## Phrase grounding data
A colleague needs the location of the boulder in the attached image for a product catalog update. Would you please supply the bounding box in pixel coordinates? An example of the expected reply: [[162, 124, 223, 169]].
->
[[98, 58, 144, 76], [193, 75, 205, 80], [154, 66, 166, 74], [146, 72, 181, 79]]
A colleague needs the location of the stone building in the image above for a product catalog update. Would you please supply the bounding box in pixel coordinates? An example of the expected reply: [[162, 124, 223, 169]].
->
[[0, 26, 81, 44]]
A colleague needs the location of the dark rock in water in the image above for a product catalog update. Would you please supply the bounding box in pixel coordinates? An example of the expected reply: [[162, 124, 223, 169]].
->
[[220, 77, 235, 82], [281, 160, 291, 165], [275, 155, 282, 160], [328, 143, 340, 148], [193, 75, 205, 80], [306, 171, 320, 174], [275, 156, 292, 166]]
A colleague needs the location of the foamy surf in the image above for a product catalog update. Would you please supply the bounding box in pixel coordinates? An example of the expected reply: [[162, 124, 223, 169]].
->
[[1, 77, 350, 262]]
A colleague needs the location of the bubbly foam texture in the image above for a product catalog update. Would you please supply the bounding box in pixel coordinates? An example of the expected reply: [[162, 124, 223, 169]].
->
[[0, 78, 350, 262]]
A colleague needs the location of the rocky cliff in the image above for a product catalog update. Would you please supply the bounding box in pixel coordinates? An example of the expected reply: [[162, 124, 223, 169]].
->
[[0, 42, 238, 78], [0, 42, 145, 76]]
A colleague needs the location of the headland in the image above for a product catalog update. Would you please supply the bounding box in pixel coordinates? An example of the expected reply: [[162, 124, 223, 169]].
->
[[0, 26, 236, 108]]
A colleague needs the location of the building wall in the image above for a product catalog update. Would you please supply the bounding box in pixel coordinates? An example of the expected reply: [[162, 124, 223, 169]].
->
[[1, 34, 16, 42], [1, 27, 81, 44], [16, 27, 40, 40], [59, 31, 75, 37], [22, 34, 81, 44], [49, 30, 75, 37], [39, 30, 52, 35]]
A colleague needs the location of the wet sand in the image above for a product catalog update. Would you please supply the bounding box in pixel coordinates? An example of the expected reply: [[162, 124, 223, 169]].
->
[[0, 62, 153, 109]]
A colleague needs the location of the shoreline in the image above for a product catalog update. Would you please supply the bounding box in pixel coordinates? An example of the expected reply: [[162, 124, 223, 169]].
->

## EXERCISE AIM
Your response should be an exact copy of all the records.

## SOLUTION TO THIS PROBLEM
A colleague needs the location of the boulder in the attached image for a product catalog update. Would you please supply the bounding box in pixel coordinates? An example of the expected reply: [[162, 124, 223, 169]].
->
[[98, 58, 144, 76], [193, 75, 205, 80], [154, 66, 166, 74], [146, 72, 181, 79]]
A colleague needs the location of the stone building in the image above for a product catalog update. Would you please supply the bounding box in pixel coordinates? An example of the expected reply: [[162, 124, 223, 169]].
->
[[0, 26, 81, 44]]
A colleague needs the location of the dark rock in water in the image above for a product catalog update. Would you please supply the bounding box in pixel coordinates? An example of the expected reply: [[162, 124, 223, 169]].
->
[[220, 77, 235, 82], [281, 160, 291, 165], [275, 155, 282, 160], [328, 143, 340, 148], [193, 75, 205, 80], [306, 171, 320, 174], [275, 156, 292, 166]]
A colleague needs the location of the foamy surf in the image above for a product catalog update. Would you please supply the bounding box in pixel coordinates? An example of the expected reply: [[162, 124, 223, 169]].
->
[[1, 77, 350, 262]]
A colleague needs the location of the bubbly foam texture in the image above for a product catalog update. Would you please supply the bounding box in pixel coordinates? An example of the expected reply: [[162, 124, 223, 169]].
->
[[0, 78, 350, 262]]
A colleague needs the location of the rocky cliff in the image above for a product catalog update. Would you please supply the bounding box in pixel coordinates? An example of the expected reply: [[162, 124, 223, 169]].
->
[[0, 42, 238, 78], [0, 42, 145, 76]]
A colleague needs the location of the headland in the image above for a product catalog update. Would you please supply the bounding box in pixel coordinates? An example of the expected reply: [[162, 124, 223, 169]].
->
[[0, 26, 236, 108]]
A colleague needs the location of the building wall in the image above for a product catalog update. Would you please supply the bounding box in pixel coordinates? An example of the expected reply: [[162, 124, 223, 169]].
->
[[1, 34, 16, 42], [1, 27, 81, 44], [16, 27, 40, 40], [59, 31, 75, 37], [22, 34, 81, 44], [49, 30, 75, 37], [39, 30, 52, 35]]
A colleague needs the location of the wet sand in the image above for a product catalog update. Would you please supply the bounding box in pixel coordinates? An example of the expected reply: [[162, 124, 223, 169]].
->
[[0, 62, 153, 109]]
A colleague needs the location of the shoreline in the image above for a product catalog update. Would you please supply the bounding box in pixel coordinates? An example of the expected reply: [[162, 124, 223, 169]].
->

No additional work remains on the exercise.